● **Problem**
What lines of the material below hold the string "bent"? Copy them out.

● **Records for this exercise**
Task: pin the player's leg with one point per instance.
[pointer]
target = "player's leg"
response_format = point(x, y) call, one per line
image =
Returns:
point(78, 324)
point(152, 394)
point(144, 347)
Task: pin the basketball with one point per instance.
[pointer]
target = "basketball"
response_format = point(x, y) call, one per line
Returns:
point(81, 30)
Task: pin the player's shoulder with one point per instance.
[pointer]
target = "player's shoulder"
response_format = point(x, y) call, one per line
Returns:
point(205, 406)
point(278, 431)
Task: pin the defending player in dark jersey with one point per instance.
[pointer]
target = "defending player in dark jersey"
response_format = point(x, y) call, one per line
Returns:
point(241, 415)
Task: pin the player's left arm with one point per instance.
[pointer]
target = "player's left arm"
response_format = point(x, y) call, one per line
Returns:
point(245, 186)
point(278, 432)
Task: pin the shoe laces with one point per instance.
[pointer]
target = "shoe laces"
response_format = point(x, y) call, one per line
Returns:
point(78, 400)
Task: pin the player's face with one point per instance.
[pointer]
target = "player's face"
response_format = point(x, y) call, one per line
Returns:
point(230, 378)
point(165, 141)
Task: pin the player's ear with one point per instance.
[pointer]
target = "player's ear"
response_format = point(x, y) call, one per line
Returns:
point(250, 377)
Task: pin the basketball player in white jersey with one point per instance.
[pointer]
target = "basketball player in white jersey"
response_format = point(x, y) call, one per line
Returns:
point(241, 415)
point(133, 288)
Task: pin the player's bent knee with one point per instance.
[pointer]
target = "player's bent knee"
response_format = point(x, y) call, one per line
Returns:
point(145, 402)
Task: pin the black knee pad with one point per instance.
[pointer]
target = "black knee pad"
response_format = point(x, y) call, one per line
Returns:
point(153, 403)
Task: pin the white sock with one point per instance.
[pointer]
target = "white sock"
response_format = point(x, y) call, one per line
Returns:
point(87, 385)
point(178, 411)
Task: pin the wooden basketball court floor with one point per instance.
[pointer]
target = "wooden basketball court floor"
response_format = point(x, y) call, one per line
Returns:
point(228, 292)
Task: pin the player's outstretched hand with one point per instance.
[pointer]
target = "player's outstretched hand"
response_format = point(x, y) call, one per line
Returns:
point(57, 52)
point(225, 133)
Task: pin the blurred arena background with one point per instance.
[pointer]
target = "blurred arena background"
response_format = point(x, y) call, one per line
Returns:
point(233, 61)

● **Solved problem**
Task: pin the player's bent knee with one point per instance.
target = "player's bent knee"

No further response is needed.